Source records
....................

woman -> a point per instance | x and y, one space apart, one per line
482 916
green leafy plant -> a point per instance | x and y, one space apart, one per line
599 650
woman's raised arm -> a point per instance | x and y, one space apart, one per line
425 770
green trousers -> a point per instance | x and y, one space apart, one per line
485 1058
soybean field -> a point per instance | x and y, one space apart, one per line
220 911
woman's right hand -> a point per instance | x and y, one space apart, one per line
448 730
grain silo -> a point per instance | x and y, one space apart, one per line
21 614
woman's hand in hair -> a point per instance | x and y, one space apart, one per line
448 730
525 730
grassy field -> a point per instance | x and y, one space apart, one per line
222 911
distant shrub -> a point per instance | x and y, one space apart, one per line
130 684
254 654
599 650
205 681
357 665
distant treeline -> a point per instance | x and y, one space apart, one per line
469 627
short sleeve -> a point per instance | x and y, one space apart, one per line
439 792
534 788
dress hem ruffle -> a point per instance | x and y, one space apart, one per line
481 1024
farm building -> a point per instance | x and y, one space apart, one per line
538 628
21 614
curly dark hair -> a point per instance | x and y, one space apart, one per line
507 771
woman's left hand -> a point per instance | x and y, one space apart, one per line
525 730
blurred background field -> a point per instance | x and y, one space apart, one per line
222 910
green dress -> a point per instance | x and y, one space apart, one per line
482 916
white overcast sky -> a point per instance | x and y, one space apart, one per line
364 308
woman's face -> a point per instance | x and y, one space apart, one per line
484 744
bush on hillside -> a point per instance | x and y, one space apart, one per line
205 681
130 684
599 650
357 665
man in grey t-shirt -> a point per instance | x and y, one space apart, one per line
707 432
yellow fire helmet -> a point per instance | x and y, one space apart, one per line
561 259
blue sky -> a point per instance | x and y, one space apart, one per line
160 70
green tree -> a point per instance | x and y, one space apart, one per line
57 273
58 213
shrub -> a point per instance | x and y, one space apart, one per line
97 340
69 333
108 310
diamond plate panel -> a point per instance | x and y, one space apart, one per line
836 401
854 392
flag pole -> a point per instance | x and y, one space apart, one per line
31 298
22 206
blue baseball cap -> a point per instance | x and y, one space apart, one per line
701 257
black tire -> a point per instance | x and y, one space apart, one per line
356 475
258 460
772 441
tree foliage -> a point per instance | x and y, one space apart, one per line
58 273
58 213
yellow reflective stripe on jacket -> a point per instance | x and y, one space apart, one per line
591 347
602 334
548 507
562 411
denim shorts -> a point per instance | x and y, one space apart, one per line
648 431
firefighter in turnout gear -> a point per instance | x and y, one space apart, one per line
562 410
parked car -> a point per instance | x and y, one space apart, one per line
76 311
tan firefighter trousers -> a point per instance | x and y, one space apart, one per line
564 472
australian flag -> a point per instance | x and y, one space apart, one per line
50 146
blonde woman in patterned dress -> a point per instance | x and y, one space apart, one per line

....................

[ACTION ITEM]
Nothing should be omitted or altered. Retype the records exactly.

[TASK RESULT]
woman -> a point per instance | x and y, one space apart, one per line
482 916
green leafy plant -> a point per instance | x and y, one space apart, one per line
599 650
woman's raised arm -> a point per instance | x and y, one space apart, one per line
425 770
green trousers -> a point per instance | x and y, one space apart, one per line
485 1058
soybean field -> a point per instance | x and y, one space apart, one per line
220 911
woman's right hand -> a point per instance | x and y, one space apart, one per line
448 730
grain silo -> a point per instance | x and y, one space apart, one per line
21 614
woman's hand in hair -> a point per instance | x and y, one space apart, one per line
448 730
525 730
grassy field -> a point per instance | x and y, one space apart, one per line
222 911
distant shrub -> a point per instance | x and y, one space apart, one per line
130 684
254 654
599 650
205 681
357 665
distant treeline -> a point per instance | x and y, one space apart, one per line
469 627
short sleeve -> a point per instance | x and y, one space apart, one per line
439 792
534 788
dress hem ruffle -> a point per instance | x and y, one space apart, one per line
481 1024
farm building -> a point per instance | x and y, one space apart, one per line
538 628
21 614
curly dark hair -> a point per instance | x and y, one space apart, one per line
507 771
woman's left hand -> a point per instance | x and y, one space apart, one per line
525 730
blurred background field -> a point per instance | x and y, one space apart, one per line
222 910
green dress -> a point per instance | x and y, one space apart, one per line
482 916
white overcast sky -> a point per instance | x and y, one space apart, one per line
364 308
woman's face -> a point per instance | x and y, one space apart, one per line
484 744
bush on hillside -> a point per instance | x and y, one space apart, one per line
205 681
130 684
599 650
357 665
man in grey t-shirt -> a point per instance | x and y, one space apart, one per line
707 432
yellow fire helmet -> a point per instance | x and y, one space apart, one per line
561 259
blue sky -> a point per instance | x and y, one space apart, one per line
160 70
green tree -> a point per instance | x and y, one space apart, one per line
57 273
58 213
shrub -> a point per instance | x and y, one space apart, one per line
97 340
69 333
108 310
diamond plate panel -> a point per instance | x and y, one space apart, one per line
836 401
854 392
flag pole -> a point per instance | x and y, one space apart, one per line
31 298
22 206
blue baseball cap -> a point per instance | x and y, one space apart, one per line
701 257
black tire -> a point per instance | x and y, one space apart, one per line
356 475
258 460
772 441
tree foliage -> a point per instance | x and y, one space apart, one per line
58 273
58 213
yellow reflective stripe on jacket -> a point per instance | x and y, one space apart, one per line
591 347
602 334
548 507
562 411
denim shorts -> a point per instance | x and y, one space apart, one per line
648 431
firefighter in turnout gear -> a point per instance | x and y, one space apart, one per line
562 410
parked car -> a point per instance | x and y, one space apart, one per line
76 311
tan firefighter trousers -> a point per instance | x and y, one space apart, one per line
564 472
australian flag -> a point per instance | x and y, one space apart, one per line
50 146
blonde woman in patterned dress -> a point per instance | x and y, one space apart, one per line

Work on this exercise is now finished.